Stored data entries:
......
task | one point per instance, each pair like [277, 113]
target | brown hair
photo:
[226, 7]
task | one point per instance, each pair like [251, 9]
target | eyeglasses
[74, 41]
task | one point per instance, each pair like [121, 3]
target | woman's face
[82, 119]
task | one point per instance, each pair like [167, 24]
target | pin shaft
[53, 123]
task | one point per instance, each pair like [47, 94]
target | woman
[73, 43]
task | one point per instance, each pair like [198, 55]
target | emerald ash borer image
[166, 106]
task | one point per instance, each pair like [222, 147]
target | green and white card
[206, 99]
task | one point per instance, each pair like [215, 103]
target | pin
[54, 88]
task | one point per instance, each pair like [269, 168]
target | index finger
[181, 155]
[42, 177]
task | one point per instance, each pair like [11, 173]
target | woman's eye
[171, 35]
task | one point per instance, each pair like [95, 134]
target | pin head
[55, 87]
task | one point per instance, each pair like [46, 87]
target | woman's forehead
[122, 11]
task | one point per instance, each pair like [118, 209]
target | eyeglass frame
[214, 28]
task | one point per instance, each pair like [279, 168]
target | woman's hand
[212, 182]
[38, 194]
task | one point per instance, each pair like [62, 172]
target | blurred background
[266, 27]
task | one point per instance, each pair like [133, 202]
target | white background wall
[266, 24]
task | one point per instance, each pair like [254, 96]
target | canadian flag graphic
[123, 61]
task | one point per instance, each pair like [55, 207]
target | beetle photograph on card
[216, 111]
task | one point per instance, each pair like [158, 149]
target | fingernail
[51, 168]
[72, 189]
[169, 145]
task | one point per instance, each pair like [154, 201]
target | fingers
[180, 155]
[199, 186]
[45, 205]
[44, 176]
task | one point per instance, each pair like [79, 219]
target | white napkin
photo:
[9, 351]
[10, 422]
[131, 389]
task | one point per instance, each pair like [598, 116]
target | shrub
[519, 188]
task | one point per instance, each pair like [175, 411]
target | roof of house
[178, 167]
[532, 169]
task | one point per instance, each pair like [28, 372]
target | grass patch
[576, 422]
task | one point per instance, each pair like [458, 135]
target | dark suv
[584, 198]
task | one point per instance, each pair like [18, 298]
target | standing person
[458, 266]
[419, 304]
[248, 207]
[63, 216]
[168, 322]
......
Task directions: Without omission, return all of the records exactly as given.

The completed task:
task | one point per instance, each pair like [277, 113]
target | brown hair
photo:
[226, 7]
task | one point per instance, each pair like [251, 9]
target | eyeglasses
[74, 41]
task | one point per instance, each pair like [121, 3]
target | woman's face
[82, 119]
task | one point per instance, each pair like [167, 24]
target | pin shaft
[53, 123]
task | one point per instance, each pair like [47, 94]
target | woman
[73, 43]
task | one point per instance, each pair like [198, 55]
target | emerald ash borer image
[166, 106]
task | one point per instance, each pair like [222, 147]
target | green and white card
[206, 99]
task | one point per instance, each pair like [215, 103]
target | pin
[54, 88]
task | one point per instance, each pair like [269, 168]
target | index finger
[181, 155]
[42, 177]
task | one point per instance, each pair like [11, 173]
target | woman's eye
[171, 35]
task | one point per instance, each pair like [95, 134]
target | pin head
[55, 87]
task | one point per instance, each pair like [46, 87]
target | woman's forehead
[122, 11]
task | one point per instance, each pair like [118, 209]
target | eyeglass frame
[214, 28]
task | one point per instance, each pair like [279, 168]
target | woman's hand
[212, 182]
[38, 194]
task | one point per instance, each pair like [62, 172]
target | blurred background
[266, 27]
task | one point per instance, each pair like [133, 202]
target | white background wall
[266, 24]
task | one point per instance, each pair like [254, 96]
target | canadian flag graphic
[123, 61]
task | one point per instance, each pair like [55, 207]
target | beetle photograph on card
[216, 111]
task | one point per instance, each pair like [158, 149]
target | fingernail
[51, 168]
[72, 189]
[169, 145]
task | one point per instance, each pair like [154, 201]
target | fingers
[180, 155]
[199, 186]
[45, 205]
[44, 176]
task | one point per instance, each pair like [79, 219]
target | white napkin
photo:
[9, 351]
[10, 422]
[131, 389]
task | one point per instance, each pair like [598, 116]
target | shrub
[519, 188]
task | one point per instance, each pair like [175, 411]
target | roof of house
[178, 167]
[532, 169]
task | one point per instance, each pair like [28, 372]
target | grass patch
[576, 422]
task | one point per instance, each pair like [458, 135]
target | dark suv
[584, 198]
task | one point per instance, each pair like [18, 298]
target | standing person
[458, 266]
[419, 304]
[248, 207]
[63, 216]
[168, 322]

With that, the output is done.